-- Records provided --
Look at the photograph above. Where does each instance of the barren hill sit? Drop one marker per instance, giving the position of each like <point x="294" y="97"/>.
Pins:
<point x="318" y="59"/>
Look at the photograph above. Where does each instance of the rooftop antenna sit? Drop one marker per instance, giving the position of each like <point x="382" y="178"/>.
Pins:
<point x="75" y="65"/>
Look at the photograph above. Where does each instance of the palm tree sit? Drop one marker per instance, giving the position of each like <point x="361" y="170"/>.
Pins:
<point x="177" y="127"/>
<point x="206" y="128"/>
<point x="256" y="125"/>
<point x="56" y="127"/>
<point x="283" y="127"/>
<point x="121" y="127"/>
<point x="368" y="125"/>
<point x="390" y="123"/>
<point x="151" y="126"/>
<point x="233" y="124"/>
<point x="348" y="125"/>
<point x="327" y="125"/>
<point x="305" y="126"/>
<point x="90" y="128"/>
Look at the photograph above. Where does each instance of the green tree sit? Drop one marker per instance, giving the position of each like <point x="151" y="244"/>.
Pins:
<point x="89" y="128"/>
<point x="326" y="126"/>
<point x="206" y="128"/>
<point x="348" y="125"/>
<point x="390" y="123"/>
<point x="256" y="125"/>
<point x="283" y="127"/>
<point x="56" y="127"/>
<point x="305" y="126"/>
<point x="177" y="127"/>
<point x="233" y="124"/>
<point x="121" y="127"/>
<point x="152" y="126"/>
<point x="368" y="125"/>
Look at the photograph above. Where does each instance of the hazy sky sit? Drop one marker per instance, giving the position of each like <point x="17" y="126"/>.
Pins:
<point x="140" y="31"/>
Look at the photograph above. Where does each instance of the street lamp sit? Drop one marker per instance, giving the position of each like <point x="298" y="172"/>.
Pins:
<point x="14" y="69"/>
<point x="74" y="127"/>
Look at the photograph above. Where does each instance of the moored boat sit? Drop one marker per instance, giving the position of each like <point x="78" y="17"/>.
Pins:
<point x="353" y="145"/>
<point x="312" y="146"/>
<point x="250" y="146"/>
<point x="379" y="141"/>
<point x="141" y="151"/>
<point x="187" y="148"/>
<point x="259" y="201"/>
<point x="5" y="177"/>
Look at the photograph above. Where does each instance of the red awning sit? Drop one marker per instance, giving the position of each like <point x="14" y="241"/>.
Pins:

-- Aim of the exercise --
Every entry should be output again exactly as written.

-- Answer to this exercise --
Look at the photograph above. Where does each instance of the barren hill sit? Drop one marker per instance, giving the position of each like <point x="294" y="97"/>.
Pins:
<point x="318" y="59"/>
Look at the photograph above. Where does each instance of the rooftop antenna sit? Drop one marker per instance, giving the position of each like <point x="382" y="178"/>.
Pins:
<point x="75" y="65"/>
Look at the photograph above. Where does each instance of the palm tree sit? Drop one marker per instance, giving the position of each like <point x="361" y="170"/>.
Pins:
<point x="177" y="127"/>
<point x="206" y="128"/>
<point x="256" y="125"/>
<point x="56" y="127"/>
<point x="283" y="127"/>
<point x="121" y="127"/>
<point x="368" y="125"/>
<point x="390" y="123"/>
<point x="151" y="126"/>
<point x="233" y="124"/>
<point x="348" y="125"/>
<point x="327" y="125"/>
<point x="305" y="126"/>
<point x="90" y="128"/>
Look at the photograph above. Where does each instance of the green tree sit? Drop one marker per instance, giving the position of each like <point x="151" y="244"/>.
Pins:
<point x="89" y="128"/>
<point x="326" y="126"/>
<point x="206" y="128"/>
<point x="348" y="125"/>
<point x="390" y="123"/>
<point x="256" y="125"/>
<point x="283" y="127"/>
<point x="56" y="127"/>
<point x="305" y="126"/>
<point x="177" y="127"/>
<point x="233" y="124"/>
<point x="121" y="127"/>
<point x="152" y="126"/>
<point x="368" y="125"/>
Look at the photograph above. Where does each instance of the hazy sky sit? Drop one marker per instance, giving the position of each like <point x="17" y="126"/>.
Pins:
<point x="140" y="31"/>
Look at the photograph above. Where does each instance of the street lamp sit? Drop one marker per instance, giving the position of each like <point x="298" y="172"/>.
Pins:
<point x="14" y="69"/>
<point x="74" y="127"/>
Look at the photograph above. Where does each instance of the moored boat sit? Drop one marker per instance, giving the position of each like <point x="78" y="17"/>.
Pins:
<point x="353" y="145"/>
<point x="312" y="146"/>
<point x="250" y="146"/>
<point x="379" y="141"/>
<point x="141" y="151"/>
<point x="187" y="148"/>
<point x="259" y="201"/>
<point x="5" y="177"/>
Look at the photograph above. Where does each instance of the red awning sit? Drop one marker per instance, giving the position of each like <point x="14" y="241"/>.
Pins:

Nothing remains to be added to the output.